* _Requisito_:
Transcribe sin cambios las líneas de los registros que empiezan en la que contiene "task | locate a point on every instance of the brown" y siguen hasta la que contiene "x=305 y=579", ambas incluidas.

* _Registros proporcionados_:
* * * * * * * * *

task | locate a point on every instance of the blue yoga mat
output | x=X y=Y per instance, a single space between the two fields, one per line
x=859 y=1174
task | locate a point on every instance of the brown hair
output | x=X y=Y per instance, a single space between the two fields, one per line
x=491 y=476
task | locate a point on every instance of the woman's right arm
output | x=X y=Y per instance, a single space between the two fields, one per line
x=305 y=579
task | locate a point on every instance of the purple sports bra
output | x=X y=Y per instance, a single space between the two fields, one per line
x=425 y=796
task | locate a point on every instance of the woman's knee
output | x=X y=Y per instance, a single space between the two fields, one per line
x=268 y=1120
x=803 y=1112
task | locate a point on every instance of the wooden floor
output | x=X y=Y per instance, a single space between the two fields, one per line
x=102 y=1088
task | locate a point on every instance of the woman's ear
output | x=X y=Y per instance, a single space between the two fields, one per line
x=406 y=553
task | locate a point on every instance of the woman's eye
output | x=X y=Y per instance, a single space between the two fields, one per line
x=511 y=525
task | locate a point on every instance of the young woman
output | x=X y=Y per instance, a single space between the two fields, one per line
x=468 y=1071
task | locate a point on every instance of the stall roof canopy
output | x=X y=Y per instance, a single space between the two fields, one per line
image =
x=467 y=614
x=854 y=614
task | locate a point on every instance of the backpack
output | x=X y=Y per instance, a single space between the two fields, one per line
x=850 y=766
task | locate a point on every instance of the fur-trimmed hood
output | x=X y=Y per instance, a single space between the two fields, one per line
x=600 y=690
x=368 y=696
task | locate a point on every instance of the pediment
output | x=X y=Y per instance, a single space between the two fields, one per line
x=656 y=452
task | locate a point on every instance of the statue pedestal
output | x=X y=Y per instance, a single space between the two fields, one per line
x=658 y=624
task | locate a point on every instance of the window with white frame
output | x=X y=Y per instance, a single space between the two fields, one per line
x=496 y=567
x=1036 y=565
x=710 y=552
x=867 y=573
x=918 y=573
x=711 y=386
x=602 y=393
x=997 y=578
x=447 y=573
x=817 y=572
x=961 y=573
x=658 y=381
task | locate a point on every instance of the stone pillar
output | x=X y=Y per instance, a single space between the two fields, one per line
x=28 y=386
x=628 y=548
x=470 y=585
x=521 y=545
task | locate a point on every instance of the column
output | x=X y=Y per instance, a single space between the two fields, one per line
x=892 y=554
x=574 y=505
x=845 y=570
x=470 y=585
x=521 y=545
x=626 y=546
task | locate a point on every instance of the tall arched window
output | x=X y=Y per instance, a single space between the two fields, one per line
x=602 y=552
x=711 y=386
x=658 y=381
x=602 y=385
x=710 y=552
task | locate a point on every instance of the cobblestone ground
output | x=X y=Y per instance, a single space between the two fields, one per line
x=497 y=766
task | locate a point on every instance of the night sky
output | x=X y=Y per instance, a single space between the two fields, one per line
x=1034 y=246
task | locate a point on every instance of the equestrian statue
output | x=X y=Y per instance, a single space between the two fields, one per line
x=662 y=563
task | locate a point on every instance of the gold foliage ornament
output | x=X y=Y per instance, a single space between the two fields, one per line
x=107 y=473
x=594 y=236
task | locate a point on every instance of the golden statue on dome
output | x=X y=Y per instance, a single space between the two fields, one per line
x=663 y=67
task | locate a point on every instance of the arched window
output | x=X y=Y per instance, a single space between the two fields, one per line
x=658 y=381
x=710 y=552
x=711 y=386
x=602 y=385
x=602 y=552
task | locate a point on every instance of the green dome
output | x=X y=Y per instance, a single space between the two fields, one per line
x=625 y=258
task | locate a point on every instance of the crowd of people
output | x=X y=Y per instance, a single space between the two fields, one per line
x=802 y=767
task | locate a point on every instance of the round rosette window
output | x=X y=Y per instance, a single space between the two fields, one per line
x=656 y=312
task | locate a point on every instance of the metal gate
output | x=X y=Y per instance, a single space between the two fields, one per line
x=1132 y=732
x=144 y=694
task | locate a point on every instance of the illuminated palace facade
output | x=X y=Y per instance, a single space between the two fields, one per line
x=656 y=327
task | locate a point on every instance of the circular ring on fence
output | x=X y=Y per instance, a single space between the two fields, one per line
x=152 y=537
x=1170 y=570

* * * * * * * * *

* _Respuesta del ejercicio_:
task | locate a point on every instance of the brown hair
output | x=X y=Y per instance, a single space between the two fields, one per line
x=491 y=476
task | locate a point on every instance of the woman's right arm
output | x=X y=Y per instance, a single space between the two fields, one per line
x=305 y=579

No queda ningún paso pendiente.